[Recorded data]
**********
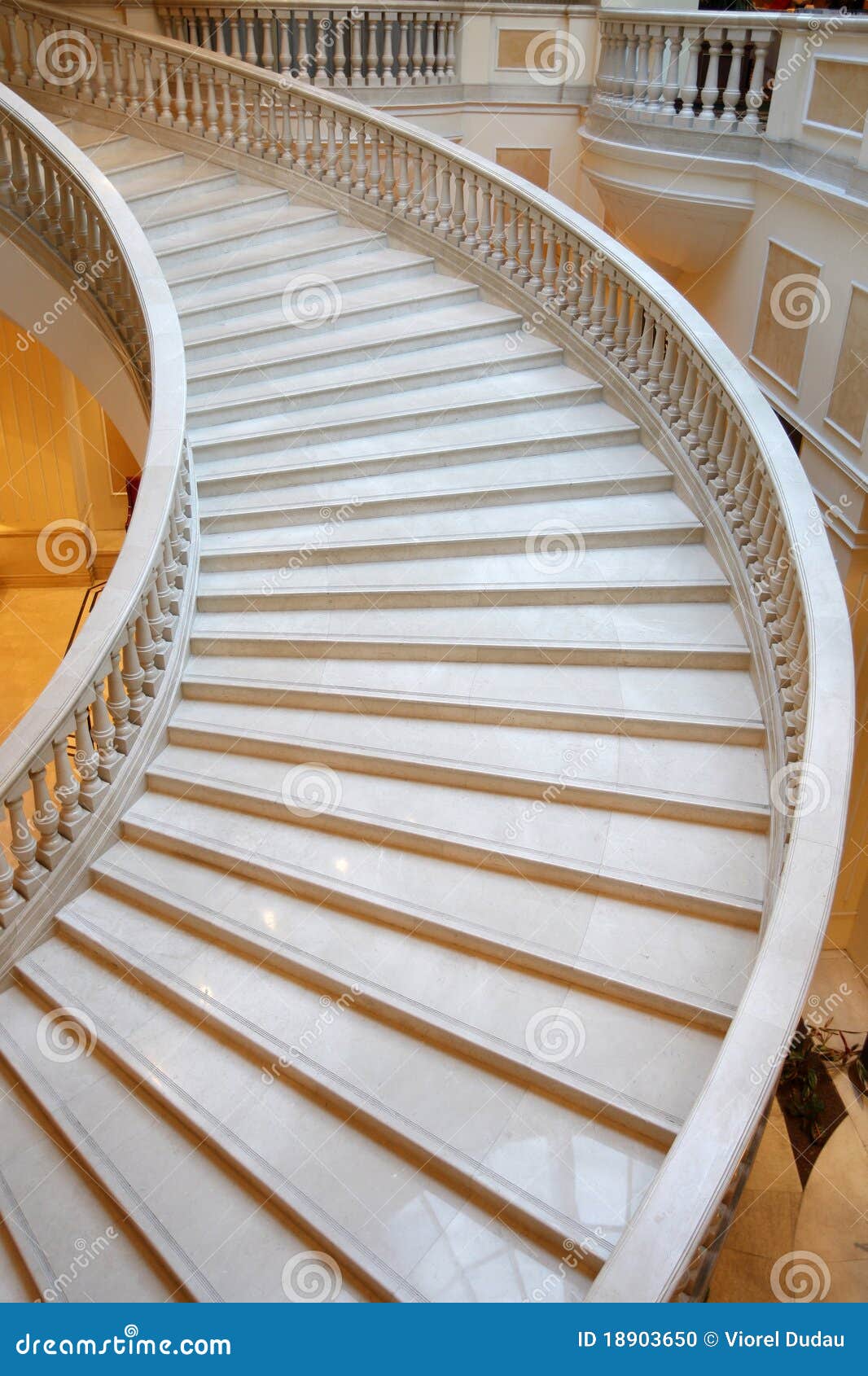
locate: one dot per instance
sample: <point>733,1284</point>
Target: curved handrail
<point>68,213</point>
<point>726,444</point>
**********
#### [Instruction]
Can you present the records above as a Markdown table with the columns "No." and "Text", one numbered row for each line, skipping blank lines? Leave the pictures out of the table.

#### [Complete response]
| No. | Text |
|---|---|
| 1 | locate: one dot per instance |
| 2 | sample: <point>733,1284</point> |
| 3 | Target: curved handrail |
| 4 | <point>68,213</point> |
| 5 | <point>726,444</point> |